* _EXTRACTED TEXT_
□ □ □ □ □ □ □
Unlike the retail space, restaurants haven't seen many COVID-19-related bankruptcies, undoubtedly because takeout and delivery served as a lifeline for the industry during the pandemic, whereas most retailers were completely shut down for periods of time.

Darden Restaurants (DRI 0.79%) had a special advantage over many of its casual dining rivals as it had an established and robust off-premise business in place when the pandemic hit. That doesn't mean the owner of Olive Garden and Longhorn Steakhouse wasn't hurt -- carryout can't offset the hit it took from closed dining rooms, and sales still dropped 43% year over year last quarter. However, it allowed the restaurant to continue generating revenue.

Shares of Darden are down 24% year to date, though they've rallied from the stock market's low point, more than tripling in value. But if another coronavirus wave sweeps over the country and states lock down again, could the casual dining leader withstand the reverberations again?

Family unbagging an Olive Garden takeout order

Image source: Olive Garden.

New social order

Restaurants will struggle even if dining rooms aren't closed. Social distancing rules and dining room capacity limitations will negatively affect how restaurants operate, meaning they may not be able to post comparable sales growth for a long time to come.

Because of Darden's experience in the takeout business, and the investments it's made in digital ordering, the chain should make it through any new forced closures.

Last quarter consumers ordering online at Olive Garden grew by more than 300% compared to the year-ago period, accounting for 58% of its to-go sales, while Longhorn, which started from a smaller base, saw online ordering surge 400%, representing 49% of the chain's gross sales.

Darden Restaurants also had access to over $1.5 billion in liquidity at the end of its fiscal fourth quarter, giving it plenty of cushion to weather another storm.
□ □ □ □ □ □ □
* _RECORDED DATA_
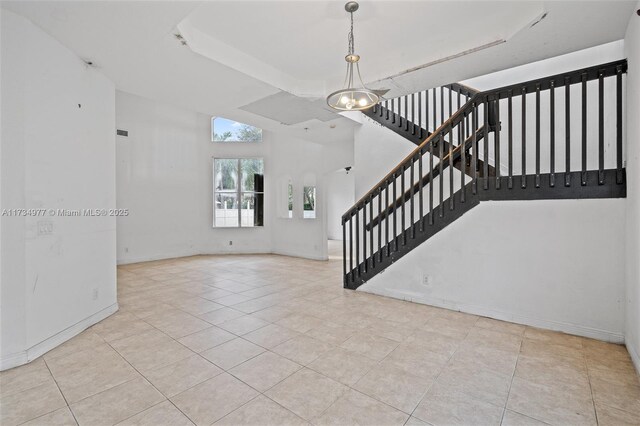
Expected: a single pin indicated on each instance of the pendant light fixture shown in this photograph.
(352, 98)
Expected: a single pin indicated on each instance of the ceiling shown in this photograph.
(243, 55)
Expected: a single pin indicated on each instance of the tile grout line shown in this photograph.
(586, 366)
(149, 382)
(435, 379)
(61, 393)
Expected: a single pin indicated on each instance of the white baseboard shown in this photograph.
(150, 258)
(17, 359)
(575, 329)
(300, 255)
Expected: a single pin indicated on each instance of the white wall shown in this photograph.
(377, 150)
(58, 152)
(551, 264)
(158, 175)
(632, 51)
(165, 180)
(554, 264)
(340, 198)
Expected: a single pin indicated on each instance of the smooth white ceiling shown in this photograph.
(133, 43)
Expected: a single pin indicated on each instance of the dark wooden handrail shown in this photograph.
(428, 178)
(573, 77)
(381, 226)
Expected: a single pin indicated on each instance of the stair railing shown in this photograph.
(422, 112)
(390, 219)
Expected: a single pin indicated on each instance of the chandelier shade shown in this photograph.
(351, 97)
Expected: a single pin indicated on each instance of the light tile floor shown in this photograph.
(273, 340)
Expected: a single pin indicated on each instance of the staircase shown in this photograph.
(559, 137)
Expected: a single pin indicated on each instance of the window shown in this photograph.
(238, 192)
(223, 130)
(309, 202)
(290, 200)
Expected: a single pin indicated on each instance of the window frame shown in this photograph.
(213, 118)
(239, 193)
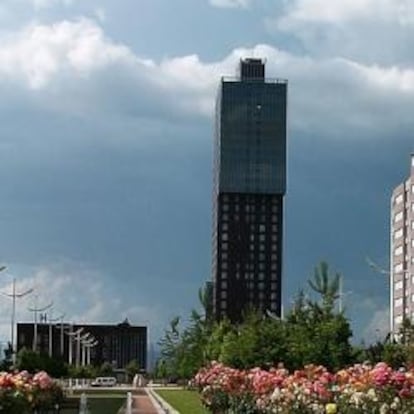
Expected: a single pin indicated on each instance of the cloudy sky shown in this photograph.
(106, 146)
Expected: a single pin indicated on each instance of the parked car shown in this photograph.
(103, 382)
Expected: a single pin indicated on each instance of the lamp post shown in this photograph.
(35, 311)
(14, 295)
(80, 349)
(72, 335)
(51, 320)
(88, 346)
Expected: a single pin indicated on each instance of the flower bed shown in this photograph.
(359, 389)
(22, 393)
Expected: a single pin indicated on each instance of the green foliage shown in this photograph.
(184, 401)
(105, 370)
(132, 368)
(313, 332)
(32, 362)
(6, 363)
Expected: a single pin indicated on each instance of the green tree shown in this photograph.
(132, 368)
(106, 370)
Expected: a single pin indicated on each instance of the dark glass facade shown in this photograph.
(249, 186)
(116, 344)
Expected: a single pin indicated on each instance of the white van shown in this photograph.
(103, 382)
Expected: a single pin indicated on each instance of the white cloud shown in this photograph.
(340, 11)
(81, 293)
(39, 52)
(41, 4)
(231, 3)
(73, 66)
(367, 31)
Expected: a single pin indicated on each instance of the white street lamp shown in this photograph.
(14, 295)
(35, 311)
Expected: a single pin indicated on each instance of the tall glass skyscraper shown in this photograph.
(249, 187)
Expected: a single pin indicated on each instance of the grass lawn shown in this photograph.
(100, 405)
(184, 401)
□ □ □ □ □ □ □
* _WORK TO BE COMPLETED_
Reproduce the complete article on Darden Restaurants from above, word for word.

* _OUTPUT OF THE EXERCISE_
Unlike the retail space, restaurants haven't seen many COVID-19-related bankruptcies, undoubtedly because takeout and delivery served as a lifeline for the industry during the pandemic, whereas most retailers were completely shut down for periods of time.

Darden Restaurants (DRI 0.79%) had a special advantage over many of its casual dining rivals as it had an established and robust off-premise business in place when the pandemic hit. That doesn't mean the owner of Olive Garden and Longhorn Steakhouse wasn't hurt -- carryout can't offset the hit it took from closed dining rooms, and sales still dropped 43% year over year last quarter. However, it allowed the restaurant to continue generating revenue.

Shares of Darden are down 24% year to date, though they've rallied from the stock market's low point, more than tripling in value. But if another coronavirus wave sweeps over the country and states lock down again, could the casual dining leader withstand the reverberations again?

Family unbagging an Olive Garden takeout order

Image source: Olive Garden.

New social order

Restaurants will struggle even if dining rooms aren't closed. Social distancing rules and dining room capacity limitations will negatively affect how restaurants operate, meaning they may not be able to post comparable sales growth for a long time to come.

Because of Darden's experience in the takeout business, and the investments it's made in digital ordering, the chain should make it through any new forced closures.

Last quarter consumers ordering online at Olive Garden grew by more than 300% compared to the year-ago period, accounting for 58% of its to-go sales, while Longhorn, which started from a smaller base, saw online ordering surge 400%, representing 49% of the chain's gross sales.

Darden Restaurants also had access to over $1.5 billion in liquidity at the end of its fiscal fourth quarter, giving it plenty of cushion to weather another storm.